▶ Written exercise:
Only the lines from the one with "jacket in this photo as pixel coordinates." onward are wanted, through the last line of the entries, set down exactly.

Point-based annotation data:
————
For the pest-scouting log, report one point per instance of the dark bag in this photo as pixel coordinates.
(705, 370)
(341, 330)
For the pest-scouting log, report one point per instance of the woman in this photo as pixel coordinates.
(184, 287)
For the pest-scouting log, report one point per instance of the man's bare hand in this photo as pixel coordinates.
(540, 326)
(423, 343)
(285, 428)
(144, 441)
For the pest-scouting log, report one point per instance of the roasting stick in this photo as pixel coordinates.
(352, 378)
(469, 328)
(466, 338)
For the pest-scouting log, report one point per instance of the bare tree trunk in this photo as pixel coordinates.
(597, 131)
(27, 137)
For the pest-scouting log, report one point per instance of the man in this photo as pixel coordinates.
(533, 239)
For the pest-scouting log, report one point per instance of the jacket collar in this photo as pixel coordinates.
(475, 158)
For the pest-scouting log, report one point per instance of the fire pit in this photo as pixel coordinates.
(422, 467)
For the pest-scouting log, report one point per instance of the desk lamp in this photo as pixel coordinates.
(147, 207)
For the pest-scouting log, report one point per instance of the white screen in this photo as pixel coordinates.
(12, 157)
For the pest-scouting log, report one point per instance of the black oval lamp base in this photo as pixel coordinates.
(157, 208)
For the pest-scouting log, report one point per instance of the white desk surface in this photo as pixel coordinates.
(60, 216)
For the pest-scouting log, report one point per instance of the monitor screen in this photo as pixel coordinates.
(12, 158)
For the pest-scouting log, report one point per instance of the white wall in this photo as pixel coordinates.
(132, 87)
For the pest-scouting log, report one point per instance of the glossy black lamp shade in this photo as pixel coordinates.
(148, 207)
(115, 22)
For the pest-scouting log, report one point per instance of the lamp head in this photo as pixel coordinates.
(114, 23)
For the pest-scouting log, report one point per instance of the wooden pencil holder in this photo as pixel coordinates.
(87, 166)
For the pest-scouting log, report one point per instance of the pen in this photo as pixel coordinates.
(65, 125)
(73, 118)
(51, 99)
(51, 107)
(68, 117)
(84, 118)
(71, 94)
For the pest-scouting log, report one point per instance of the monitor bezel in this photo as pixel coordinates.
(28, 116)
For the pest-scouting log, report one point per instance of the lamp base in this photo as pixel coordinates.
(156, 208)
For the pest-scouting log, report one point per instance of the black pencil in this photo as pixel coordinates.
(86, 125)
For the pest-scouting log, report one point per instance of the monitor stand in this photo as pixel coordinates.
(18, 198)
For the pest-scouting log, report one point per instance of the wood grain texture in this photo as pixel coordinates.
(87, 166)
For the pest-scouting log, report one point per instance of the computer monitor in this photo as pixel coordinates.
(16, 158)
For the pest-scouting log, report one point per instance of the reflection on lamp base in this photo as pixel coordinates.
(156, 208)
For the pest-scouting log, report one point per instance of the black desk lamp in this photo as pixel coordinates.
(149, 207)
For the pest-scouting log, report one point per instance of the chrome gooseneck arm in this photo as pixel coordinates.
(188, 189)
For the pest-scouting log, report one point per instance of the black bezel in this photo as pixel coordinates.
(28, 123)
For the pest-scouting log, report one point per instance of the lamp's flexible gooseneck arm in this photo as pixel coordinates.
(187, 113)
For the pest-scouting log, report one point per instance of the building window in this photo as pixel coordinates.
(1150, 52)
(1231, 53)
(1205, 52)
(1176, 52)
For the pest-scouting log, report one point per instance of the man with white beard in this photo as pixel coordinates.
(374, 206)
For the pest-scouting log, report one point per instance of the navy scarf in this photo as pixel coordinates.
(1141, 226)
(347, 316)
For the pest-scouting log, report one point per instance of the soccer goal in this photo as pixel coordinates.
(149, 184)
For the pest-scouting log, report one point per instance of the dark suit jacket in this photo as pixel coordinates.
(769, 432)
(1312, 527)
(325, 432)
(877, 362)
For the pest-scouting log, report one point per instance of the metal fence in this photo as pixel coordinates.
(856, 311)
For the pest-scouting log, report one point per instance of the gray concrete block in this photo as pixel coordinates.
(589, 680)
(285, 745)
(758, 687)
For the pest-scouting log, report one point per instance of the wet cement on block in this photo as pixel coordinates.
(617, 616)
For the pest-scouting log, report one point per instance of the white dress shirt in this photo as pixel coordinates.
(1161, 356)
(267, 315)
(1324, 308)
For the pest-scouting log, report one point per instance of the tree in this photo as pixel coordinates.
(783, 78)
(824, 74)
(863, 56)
————
▶ Exercise answer:
For the pest-scouting log, report one point per instance of the dark suit jacket in this photo as pixel coordinates.
(769, 432)
(1312, 527)
(325, 432)
(877, 362)
For the pest-scouting log, report one point per instance of the metal fence in this photo as pixel coordinates.
(856, 311)
For the pest-scouting log, report one point per instance of the gray concrete block in this photo as pixel coordinates.
(589, 680)
(285, 745)
(758, 687)
For the pest-scouting log, report one point per instance of the wet cement on block in this photo as pixel coordinates.
(617, 616)
For the pest-scouting log, report one point per instance of the white dress shirt in this photo as pixel coordinates.
(1161, 356)
(267, 315)
(1324, 308)
For the pest-scouting log, report one point per instance of the tree in this photo as pixel coordinates.
(783, 78)
(824, 74)
(863, 56)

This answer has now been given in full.